##### SOURCE EXTRACT #####

War is as old as humanity itself. Peacebuilding is much newer, at least as an institutionalized endeavor.
Melissa Labonte, Ph.D., assistant professor of political science in Fordham College at Rose Hill, is devoted to analyzing this urgently needed activity, which was formalized by the United Nations only six years ago.
“It’s been a condensed learning curve for the U.N. with regard to both peacekeeping and peacebuilding, because during the Cold War, the Security Council was largely paralyzed by the Cold War agendas of the U.S. and Soviet Union,” she said.
Another reason for the increase in international attention on peacebuilding is that conflicts globally are ending at a faster rate than they are starting. As conflicts began winding down, the U.N. realized it needed a mechanism to facilitate sustainable transitions toward peace. So it created the Peacebuilding Commission in 2005.
“The challenges of turning a formerly warring state into something other than a fragile state is, in many ways, more complex than resolving the initial conflict,” she said.
Last year, Labonte spent 10 days in Sierra Leone, which was embroiled in civil war from 1991 to 2002 and is working toward reconciliation. In papers such as “Same Car, Different Driver? The Impact of Peacebuilding Partnerships and the Chiefdom System in Sierra Leone” (Journal of Peacebuilding and Development, March 2008), she examines programs there.

##### EXTRACTED ENTRIES #####

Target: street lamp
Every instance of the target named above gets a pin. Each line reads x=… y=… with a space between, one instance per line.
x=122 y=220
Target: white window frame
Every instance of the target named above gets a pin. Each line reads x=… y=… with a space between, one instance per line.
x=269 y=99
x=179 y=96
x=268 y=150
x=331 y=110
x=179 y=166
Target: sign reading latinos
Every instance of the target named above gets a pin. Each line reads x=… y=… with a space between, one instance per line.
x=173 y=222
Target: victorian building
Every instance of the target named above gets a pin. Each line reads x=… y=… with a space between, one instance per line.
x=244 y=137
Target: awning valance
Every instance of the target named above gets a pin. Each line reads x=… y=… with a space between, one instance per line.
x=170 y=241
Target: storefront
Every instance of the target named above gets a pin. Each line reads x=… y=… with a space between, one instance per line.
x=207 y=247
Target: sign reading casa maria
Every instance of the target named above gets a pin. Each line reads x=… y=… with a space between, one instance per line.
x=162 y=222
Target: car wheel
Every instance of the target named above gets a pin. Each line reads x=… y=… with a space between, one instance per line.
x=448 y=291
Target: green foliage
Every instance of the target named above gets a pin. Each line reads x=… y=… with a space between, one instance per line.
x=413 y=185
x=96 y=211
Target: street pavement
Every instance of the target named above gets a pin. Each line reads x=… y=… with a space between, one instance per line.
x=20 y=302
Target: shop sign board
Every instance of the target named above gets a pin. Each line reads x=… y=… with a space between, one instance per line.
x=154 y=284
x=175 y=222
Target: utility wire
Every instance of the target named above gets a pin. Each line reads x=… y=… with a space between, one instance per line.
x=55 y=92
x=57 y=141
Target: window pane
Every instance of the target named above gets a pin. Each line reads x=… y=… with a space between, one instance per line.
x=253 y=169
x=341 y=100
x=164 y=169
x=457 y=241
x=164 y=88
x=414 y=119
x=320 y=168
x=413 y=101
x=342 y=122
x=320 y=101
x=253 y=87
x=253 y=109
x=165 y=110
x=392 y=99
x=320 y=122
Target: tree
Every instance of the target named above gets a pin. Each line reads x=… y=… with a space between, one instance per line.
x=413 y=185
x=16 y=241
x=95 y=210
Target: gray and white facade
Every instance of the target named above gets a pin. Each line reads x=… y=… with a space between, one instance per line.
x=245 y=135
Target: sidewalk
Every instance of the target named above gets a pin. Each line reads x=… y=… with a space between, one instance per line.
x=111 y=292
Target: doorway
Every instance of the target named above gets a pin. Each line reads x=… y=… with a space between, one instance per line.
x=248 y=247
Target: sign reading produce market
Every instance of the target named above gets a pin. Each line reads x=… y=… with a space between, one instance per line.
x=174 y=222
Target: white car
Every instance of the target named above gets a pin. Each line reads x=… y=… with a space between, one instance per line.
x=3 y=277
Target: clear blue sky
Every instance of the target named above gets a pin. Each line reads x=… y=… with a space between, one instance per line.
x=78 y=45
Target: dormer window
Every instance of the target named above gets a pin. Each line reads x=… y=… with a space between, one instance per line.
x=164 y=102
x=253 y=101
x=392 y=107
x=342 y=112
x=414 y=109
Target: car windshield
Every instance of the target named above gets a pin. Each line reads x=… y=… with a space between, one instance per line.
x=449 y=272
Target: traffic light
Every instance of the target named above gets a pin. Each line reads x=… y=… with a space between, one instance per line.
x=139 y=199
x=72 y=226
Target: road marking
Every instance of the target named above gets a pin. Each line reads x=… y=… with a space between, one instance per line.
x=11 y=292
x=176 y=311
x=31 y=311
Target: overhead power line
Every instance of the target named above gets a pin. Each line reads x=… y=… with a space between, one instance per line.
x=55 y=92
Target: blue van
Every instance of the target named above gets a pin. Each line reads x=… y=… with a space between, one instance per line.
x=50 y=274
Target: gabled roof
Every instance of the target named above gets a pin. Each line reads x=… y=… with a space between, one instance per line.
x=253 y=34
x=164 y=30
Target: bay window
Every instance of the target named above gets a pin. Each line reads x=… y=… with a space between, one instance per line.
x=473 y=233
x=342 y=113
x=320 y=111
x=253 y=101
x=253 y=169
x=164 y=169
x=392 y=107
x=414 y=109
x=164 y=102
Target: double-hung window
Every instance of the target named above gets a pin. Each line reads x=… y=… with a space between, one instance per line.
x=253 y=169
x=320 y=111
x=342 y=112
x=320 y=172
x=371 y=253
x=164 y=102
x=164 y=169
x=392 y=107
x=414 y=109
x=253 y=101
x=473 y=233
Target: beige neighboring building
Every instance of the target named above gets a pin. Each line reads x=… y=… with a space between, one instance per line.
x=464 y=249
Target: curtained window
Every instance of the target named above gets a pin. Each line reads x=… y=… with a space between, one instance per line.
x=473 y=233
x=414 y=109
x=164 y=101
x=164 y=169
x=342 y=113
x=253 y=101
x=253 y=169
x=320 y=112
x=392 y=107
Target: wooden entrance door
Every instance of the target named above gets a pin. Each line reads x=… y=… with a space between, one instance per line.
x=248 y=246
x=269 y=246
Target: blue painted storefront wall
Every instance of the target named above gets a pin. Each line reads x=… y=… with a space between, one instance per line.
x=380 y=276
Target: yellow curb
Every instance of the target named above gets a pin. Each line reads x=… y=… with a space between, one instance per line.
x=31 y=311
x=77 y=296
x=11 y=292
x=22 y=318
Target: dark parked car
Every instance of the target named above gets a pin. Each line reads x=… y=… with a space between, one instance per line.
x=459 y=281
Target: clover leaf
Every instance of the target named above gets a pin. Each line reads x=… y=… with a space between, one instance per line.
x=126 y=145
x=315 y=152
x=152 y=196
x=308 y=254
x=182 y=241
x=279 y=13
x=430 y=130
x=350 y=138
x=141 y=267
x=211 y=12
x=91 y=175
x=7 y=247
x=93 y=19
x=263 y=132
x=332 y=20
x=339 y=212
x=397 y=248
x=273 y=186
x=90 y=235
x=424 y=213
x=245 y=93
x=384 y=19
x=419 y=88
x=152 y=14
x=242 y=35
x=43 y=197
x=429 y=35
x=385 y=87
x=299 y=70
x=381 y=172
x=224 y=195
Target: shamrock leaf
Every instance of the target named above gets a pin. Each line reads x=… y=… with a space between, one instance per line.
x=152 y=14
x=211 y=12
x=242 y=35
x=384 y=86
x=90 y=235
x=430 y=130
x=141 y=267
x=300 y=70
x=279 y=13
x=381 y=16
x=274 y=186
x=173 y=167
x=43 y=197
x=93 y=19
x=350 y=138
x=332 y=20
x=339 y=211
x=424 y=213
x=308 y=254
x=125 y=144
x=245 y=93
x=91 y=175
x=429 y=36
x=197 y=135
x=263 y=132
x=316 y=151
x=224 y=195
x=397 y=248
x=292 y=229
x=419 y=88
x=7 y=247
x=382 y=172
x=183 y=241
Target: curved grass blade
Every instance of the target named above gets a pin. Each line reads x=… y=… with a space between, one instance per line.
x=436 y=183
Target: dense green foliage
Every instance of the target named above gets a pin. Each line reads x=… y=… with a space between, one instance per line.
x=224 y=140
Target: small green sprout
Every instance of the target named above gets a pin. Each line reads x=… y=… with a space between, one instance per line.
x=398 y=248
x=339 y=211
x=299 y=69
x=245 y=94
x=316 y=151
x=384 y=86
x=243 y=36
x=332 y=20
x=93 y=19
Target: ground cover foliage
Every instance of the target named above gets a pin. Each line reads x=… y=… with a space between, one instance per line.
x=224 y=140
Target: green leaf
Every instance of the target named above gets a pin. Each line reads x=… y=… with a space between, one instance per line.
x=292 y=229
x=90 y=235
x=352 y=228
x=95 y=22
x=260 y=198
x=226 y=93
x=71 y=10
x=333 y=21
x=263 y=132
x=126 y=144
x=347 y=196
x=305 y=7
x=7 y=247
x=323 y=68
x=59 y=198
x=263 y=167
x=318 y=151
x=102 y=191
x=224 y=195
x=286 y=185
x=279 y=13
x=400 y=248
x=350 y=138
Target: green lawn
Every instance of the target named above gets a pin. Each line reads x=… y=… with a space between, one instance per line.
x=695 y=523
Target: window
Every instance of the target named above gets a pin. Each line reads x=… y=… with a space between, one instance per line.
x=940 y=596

#####

== EXERCISE DESCRIPTION ==
Retype the passage of the peacebuilding article above, between "Last year, Labonte" and "examines programs there.", inclusive.

== YOUR SOLUTION ==
Last year, Labonte spent 10 days in Sierra Leone, which was embroiled in civil war from 1991 to 2002 and is working toward reconciliation. In papers such as “Same Car, Different Driver? The Impact of Peacebuilding Partnerships and the Chiefdom System in Sierra Leone” (Journal of Peacebuilding and Development, March 2008), she examines programs there.